Reproduce every entry below, swapping "whole-pixel coordinates" for "integer coordinates" wherever it occurs and keeping everything else the same.
# start of RECORD EXTRACTS
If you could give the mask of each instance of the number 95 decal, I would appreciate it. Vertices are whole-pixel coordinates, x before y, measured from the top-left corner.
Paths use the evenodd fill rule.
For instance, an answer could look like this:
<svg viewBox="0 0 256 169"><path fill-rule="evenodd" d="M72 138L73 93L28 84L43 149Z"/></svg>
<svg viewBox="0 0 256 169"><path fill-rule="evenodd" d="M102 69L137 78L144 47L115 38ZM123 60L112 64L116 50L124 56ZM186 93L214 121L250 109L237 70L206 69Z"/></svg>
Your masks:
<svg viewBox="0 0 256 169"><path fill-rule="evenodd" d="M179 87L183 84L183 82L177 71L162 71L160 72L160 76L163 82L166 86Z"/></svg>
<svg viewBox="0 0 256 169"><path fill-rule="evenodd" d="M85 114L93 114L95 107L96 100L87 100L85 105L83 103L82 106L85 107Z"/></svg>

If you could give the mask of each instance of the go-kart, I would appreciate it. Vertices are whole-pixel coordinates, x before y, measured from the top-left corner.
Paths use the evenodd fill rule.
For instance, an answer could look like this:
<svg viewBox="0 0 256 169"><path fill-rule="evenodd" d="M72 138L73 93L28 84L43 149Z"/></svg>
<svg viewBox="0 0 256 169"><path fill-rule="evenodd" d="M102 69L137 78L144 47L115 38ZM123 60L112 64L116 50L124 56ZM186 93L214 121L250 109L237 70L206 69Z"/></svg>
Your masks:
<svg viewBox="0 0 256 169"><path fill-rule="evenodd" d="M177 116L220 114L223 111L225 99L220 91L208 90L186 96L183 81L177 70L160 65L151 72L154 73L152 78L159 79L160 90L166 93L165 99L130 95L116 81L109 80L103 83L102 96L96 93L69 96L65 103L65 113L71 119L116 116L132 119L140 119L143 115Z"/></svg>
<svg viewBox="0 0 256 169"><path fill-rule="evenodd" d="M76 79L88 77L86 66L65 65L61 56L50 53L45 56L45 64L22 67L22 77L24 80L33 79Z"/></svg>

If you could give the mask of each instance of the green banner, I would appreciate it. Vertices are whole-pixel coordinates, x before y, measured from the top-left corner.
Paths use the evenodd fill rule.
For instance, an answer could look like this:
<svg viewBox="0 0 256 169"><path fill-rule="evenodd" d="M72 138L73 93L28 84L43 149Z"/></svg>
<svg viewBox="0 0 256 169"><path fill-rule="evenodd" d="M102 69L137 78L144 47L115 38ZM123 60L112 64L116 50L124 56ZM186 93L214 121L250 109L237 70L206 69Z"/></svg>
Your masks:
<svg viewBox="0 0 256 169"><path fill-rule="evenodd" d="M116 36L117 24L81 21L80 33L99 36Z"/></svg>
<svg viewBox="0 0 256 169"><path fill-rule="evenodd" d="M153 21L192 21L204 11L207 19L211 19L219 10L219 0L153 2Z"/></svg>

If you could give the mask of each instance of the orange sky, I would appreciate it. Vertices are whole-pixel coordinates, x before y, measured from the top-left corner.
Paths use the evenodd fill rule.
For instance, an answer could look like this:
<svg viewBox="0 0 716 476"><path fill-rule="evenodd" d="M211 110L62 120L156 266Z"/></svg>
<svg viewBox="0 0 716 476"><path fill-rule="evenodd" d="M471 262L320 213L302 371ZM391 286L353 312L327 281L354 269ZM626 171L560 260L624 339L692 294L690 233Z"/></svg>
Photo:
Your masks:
# end of RECORD EXTRACTS
▸ **OUTPUT**:
If you could give the mask of each instance of the number 95 decal, I would appreciate it. Vertices are integer coordinates, x before y, measured from the top-left corner.
Paths use the evenodd fill rule.
For instance, an answer could look like this:
<svg viewBox="0 0 256 169"><path fill-rule="evenodd" d="M72 138L73 93L28 84L43 149Z"/></svg>
<svg viewBox="0 0 256 169"><path fill-rule="evenodd" d="M102 69L137 78L144 47L115 38ZM123 60L112 64L116 50L124 56ZM186 93L214 121L250 109L237 70L206 69Z"/></svg>
Your masks:
<svg viewBox="0 0 256 169"><path fill-rule="evenodd" d="M179 87L183 84L183 82L177 71L162 71L160 72L160 76L163 82L166 86Z"/></svg>
<svg viewBox="0 0 256 169"><path fill-rule="evenodd" d="M85 114L93 114L95 107L96 100L87 100L85 105L83 103L82 106L85 107Z"/></svg>

If you could give the mask of each instance of the go-kart, I would appreciate it. Vertices are integer coordinates, x before y, measured from the top-left corner.
Paths use the evenodd fill rule.
For instance, an answer could look like this:
<svg viewBox="0 0 256 169"><path fill-rule="evenodd" d="M72 138L73 93L28 84L43 149Z"/></svg>
<svg viewBox="0 0 256 169"><path fill-rule="evenodd" d="M102 69L137 78L144 47L115 38ZM123 60L112 64L116 50L124 56ZM186 93L214 121L250 109L237 70L206 69Z"/></svg>
Your masks:
<svg viewBox="0 0 256 169"><path fill-rule="evenodd" d="M177 116L220 114L223 111L225 99L220 91L208 90L186 96L183 81L177 70L160 65L151 72L154 73L152 78L159 79L160 90L166 93L165 99L130 95L116 81L109 80L103 83L102 96L96 93L69 96L65 103L65 113L71 119L116 116L132 119L140 119L143 115Z"/></svg>
<svg viewBox="0 0 256 169"><path fill-rule="evenodd" d="M76 79L88 77L86 66L65 65L61 56L50 53L45 56L45 64L22 67L22 77L24 80L33 79Z"/></svg>

If you could give the mask of each instance of the green banner, I would appreciate it. Vertices are integer coordinates, x before y, measured from the top-left corner.
Paths use the evenodd fill rule.
For instance, an answer could look like this:
<svg viewBox="0 0 256 169"><path fill-rule="evenodd" d="M72 138L73 93L28 84L43 149Z"/></svg>
<svg viewBox="0 0 256 169"><path fill-rule="evenodd" d="M102 69L137 78L144 47L115 38ZM123 60L112 64L116 50L124 56ZM186 93L214 121L250 109L237 70L206 69Z"/></svg>
Your masks:
<svg viewBox="0 0 256 169"><path fill-rule="evenodd" d="M116 36L117 24L81 21L80 33L99 36Z"/></svg>
<svg viewBox="0 0 256 169"><path fill-rule="evenodd" d="M153 21L192 21L204 11L207 19L211 19L219 10L219 0L153 2Z"/></svg>

If you could give the mask of each instance of the orange sky, I would appreciate it. Vertices are integer coordinates, x before y, measured from the top-left corner.
Paths use the evenodd fill rule.
For instance, an answer could look like this:
<svg viewBox="0 0 716 476"><path fill-rule="evenodd" d="M211 110L62 120L156 266Z"/></svg>
<svg viewBox="0 0 716 476"><path fill-rule="evenodd" d="M471 262L320 213L302 371ZM391 286L353 312L327 281L354 269ZM626 171L560 260L624 339L692 294L690 233Z"/></svg>
Photo:
Your masks:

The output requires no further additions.